(Dataset records)

__________________________________________________

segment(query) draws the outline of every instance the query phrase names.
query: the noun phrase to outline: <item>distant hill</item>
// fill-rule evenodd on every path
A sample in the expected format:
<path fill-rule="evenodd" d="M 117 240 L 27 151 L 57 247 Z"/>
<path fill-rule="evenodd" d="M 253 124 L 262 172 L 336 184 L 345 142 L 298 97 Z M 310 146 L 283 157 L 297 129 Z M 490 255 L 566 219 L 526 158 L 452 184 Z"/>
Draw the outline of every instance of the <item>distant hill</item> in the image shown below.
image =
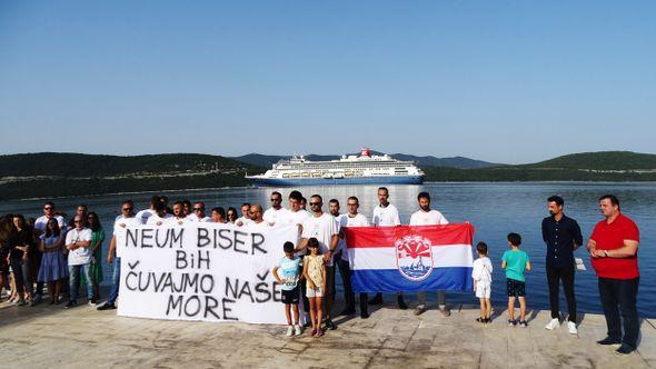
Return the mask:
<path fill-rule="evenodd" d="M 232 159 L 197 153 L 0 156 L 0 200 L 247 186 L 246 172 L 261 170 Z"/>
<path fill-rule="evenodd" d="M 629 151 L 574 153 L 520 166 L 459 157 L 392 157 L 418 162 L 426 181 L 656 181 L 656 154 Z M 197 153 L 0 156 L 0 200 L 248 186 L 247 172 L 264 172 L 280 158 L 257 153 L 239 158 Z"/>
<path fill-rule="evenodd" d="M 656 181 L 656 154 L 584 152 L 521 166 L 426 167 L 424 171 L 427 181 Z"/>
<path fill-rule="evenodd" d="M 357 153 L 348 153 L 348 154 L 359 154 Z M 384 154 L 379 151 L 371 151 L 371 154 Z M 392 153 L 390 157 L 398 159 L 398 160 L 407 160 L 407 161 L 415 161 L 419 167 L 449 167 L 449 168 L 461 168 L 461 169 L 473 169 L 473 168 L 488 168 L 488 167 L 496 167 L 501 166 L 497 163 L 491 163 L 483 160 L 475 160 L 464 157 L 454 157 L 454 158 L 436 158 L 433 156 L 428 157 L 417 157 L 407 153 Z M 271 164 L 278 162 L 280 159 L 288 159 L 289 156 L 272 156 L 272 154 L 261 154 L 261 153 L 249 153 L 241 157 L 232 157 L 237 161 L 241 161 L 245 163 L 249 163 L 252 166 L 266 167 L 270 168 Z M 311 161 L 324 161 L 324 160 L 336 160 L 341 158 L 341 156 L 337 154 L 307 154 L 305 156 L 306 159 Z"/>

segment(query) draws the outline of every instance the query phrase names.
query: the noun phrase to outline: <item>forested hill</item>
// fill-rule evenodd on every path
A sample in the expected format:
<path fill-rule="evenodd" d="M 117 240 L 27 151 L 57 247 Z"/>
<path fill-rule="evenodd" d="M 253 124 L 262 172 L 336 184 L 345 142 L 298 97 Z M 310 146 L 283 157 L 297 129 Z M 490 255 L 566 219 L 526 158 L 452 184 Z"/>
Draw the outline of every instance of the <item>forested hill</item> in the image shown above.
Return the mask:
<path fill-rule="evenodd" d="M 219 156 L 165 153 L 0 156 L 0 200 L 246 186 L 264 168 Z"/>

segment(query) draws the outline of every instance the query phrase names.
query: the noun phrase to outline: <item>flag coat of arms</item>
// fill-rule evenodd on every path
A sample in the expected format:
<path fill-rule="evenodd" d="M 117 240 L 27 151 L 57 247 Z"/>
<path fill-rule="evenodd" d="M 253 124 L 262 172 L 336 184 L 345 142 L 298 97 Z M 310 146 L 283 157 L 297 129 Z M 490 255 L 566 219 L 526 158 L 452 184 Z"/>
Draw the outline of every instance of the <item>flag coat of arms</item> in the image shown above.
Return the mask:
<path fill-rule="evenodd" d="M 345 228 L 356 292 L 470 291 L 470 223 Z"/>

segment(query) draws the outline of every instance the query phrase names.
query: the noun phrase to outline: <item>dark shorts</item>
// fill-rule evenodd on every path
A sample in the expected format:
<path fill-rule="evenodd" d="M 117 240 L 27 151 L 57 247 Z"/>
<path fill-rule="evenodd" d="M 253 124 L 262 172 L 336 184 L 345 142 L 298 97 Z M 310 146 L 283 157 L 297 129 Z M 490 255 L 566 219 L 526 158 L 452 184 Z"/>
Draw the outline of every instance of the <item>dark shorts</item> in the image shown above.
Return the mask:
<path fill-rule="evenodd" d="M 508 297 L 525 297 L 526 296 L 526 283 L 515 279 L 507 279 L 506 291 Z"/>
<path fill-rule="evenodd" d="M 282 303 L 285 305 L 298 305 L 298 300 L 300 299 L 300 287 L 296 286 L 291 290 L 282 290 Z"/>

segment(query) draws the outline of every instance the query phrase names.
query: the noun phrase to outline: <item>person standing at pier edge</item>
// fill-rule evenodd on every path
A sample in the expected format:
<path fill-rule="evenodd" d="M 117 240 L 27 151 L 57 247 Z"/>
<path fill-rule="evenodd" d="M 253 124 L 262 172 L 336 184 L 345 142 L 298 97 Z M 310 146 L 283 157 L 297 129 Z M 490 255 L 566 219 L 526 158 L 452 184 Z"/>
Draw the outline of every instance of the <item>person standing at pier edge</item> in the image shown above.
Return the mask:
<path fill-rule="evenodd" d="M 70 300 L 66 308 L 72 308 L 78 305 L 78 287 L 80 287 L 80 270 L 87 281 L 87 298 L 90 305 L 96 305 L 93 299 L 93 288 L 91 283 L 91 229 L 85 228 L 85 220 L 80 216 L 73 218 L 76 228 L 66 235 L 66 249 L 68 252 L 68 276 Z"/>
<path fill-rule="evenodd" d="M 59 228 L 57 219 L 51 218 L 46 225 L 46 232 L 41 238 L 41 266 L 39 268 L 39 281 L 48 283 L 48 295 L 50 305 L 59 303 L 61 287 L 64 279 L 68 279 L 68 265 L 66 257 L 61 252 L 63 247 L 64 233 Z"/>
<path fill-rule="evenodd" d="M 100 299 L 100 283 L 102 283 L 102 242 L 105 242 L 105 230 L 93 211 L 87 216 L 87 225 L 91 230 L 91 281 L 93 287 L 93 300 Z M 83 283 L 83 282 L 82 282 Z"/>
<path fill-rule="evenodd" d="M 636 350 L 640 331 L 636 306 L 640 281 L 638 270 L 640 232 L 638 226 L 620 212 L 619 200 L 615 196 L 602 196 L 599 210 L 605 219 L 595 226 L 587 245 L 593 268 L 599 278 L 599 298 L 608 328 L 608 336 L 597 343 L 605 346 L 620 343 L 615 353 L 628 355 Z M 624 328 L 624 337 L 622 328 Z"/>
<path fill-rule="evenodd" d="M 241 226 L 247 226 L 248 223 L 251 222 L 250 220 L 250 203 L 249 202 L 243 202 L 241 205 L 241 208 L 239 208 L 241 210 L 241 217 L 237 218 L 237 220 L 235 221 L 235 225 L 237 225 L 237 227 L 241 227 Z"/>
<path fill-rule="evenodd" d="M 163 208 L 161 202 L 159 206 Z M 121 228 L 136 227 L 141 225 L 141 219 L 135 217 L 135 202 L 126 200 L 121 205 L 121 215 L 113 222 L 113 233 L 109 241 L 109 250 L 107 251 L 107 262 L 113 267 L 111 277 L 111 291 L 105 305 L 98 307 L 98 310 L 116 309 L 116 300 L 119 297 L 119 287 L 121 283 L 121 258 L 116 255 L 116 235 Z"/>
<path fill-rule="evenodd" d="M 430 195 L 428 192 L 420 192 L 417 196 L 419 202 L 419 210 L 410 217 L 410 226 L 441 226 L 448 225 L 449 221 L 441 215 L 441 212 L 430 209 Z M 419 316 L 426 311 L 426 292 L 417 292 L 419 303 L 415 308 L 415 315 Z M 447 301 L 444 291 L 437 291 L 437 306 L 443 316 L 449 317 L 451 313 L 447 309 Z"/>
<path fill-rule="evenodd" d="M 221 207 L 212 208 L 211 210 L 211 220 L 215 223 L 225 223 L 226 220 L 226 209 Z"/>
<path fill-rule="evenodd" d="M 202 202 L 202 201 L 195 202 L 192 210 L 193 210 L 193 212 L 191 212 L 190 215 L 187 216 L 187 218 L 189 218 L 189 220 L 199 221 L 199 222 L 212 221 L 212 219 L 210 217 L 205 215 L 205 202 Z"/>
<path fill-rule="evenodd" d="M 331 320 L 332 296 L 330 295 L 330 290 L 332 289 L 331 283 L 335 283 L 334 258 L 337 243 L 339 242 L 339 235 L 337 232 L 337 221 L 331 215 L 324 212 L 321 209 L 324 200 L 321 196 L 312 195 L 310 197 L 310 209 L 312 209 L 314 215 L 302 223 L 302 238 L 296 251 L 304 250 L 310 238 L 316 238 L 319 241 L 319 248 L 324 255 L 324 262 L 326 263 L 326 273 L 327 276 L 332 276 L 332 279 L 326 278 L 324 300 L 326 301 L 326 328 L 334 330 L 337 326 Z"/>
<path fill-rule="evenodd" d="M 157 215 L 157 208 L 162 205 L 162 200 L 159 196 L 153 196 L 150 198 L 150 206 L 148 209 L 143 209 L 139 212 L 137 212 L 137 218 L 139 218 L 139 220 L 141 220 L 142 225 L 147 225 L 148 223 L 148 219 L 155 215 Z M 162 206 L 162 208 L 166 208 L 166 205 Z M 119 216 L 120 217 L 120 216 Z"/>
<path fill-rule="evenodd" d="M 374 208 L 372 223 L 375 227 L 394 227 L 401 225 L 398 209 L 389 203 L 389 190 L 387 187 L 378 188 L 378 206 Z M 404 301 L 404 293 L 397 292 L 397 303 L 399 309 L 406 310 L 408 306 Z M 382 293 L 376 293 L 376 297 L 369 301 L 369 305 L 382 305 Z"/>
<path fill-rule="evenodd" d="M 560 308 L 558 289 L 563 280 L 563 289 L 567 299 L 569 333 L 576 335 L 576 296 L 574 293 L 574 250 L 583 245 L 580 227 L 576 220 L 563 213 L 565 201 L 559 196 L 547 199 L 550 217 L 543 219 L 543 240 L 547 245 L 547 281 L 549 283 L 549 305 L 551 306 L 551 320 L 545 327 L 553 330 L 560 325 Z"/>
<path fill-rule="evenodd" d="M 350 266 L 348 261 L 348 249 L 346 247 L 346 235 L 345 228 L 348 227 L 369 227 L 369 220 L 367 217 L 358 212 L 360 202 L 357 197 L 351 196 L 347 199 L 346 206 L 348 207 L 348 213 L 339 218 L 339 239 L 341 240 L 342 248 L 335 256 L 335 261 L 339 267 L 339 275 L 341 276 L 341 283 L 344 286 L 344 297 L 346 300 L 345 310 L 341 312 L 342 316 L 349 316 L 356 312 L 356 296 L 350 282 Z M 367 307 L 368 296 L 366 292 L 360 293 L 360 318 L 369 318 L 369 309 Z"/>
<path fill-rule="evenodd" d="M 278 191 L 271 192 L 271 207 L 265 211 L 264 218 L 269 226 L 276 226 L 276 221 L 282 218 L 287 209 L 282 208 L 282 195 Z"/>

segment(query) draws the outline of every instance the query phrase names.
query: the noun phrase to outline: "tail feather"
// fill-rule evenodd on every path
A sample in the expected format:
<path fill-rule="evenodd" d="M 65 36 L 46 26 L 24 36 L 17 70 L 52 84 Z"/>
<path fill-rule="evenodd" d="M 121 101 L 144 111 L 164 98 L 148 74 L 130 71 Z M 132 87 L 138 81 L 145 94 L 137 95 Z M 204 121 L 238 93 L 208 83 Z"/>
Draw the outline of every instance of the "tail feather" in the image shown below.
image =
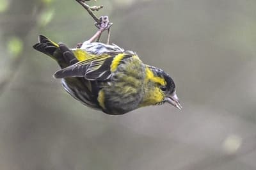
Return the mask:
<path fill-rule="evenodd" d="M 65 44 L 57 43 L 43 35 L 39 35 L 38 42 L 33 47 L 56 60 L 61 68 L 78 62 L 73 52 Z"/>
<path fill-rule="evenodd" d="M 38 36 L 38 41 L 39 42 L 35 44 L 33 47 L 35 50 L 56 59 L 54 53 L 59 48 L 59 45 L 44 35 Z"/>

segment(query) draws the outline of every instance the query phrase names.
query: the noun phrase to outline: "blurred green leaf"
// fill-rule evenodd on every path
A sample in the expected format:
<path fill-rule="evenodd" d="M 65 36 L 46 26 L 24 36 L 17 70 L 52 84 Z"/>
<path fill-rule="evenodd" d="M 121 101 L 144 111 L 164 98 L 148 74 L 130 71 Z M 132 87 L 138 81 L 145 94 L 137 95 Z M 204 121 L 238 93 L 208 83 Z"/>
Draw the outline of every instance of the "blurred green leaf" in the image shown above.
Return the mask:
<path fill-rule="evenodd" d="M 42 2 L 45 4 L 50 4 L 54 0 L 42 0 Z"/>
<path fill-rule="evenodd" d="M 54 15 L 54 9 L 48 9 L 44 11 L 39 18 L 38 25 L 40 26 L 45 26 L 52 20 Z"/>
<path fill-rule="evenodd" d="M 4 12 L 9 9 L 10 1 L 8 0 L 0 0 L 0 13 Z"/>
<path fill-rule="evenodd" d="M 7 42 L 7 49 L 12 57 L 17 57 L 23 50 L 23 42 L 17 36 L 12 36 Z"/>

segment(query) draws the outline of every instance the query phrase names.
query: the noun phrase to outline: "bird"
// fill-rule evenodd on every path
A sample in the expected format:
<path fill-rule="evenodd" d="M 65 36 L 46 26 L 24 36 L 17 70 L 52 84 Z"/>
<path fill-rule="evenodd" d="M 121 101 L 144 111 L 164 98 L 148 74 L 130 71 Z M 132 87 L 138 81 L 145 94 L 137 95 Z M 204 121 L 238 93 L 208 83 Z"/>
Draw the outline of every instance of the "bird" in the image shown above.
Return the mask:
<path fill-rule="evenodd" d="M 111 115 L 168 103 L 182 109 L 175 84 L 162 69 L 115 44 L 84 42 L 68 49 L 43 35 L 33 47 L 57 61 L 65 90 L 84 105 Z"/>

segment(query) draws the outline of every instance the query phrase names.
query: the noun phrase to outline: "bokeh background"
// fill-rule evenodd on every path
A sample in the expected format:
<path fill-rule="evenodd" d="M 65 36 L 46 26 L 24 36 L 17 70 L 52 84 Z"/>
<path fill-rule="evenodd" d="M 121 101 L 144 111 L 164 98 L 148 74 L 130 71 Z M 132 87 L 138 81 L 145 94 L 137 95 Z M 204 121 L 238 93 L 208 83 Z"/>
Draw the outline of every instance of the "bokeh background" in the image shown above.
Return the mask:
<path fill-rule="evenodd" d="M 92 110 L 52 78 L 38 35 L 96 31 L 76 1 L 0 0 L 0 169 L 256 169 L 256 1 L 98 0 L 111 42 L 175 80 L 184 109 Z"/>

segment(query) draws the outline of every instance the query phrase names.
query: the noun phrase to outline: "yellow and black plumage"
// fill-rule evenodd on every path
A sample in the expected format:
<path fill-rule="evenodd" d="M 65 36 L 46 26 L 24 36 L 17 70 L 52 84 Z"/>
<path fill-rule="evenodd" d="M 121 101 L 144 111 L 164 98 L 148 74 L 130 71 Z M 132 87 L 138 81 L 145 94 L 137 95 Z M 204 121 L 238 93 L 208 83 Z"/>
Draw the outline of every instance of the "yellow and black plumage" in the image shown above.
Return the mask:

__________________________________________________

Exercise details: Please reproduce the material from its start through the line containing "L 656 154 L", both ends included and the requests kept, rescaling every coordinate in the answer outlines by 0.85 and rounding to whole numbers with halves going up. Keep the numbers in the requests and format samples unchanged, and leave the pictures out.

Response to this exercise:
segment(query) draws the outline of every instance the query phrase names.
query: the noun phrase to outline: <item>distant hill</item>
// fill-rule evenodd on every path
A sample in the expected format:
<path fill-rule="evenodd" d="M 117 240 L 27 151 L 57 247 Z"/>
<path fill-rule="evenodd" d="M 253 124 L 262 172 L 336 184 L 345 142 L 298 97 Z M 310 146 L 283 157 L 297 129 Z M 490 255 L 566 219 L 526 158 L 452 184 Z"/>
Draw the outline of every instance of the <item>distant hill</item> in the image shown below.
image =
Return the mask:
<path fill-rule="evenodd" d="M 197 135 L 167 130 L 0 133 L 0 170 L 210 158 L 209 146 L 222 145 Z"/>
<path fill-rule="evenodd" d="M 535 128 L 488 130 L 442 141 L 390 133 L 333 133 L 355 138 L 362 154 L 558 154 L 558 131 Z M 167 130 L 0 133 L 0 170 L 211 158 L 210 146 L 224 146 L 238 134 L 218 130 L 203 134 Z"/>
<path fill-rule="evenodd" d="M 558 154 L 558 131 L 496 129 L 443 141 L 362 142 L 360 145 L 363 154 Z"/>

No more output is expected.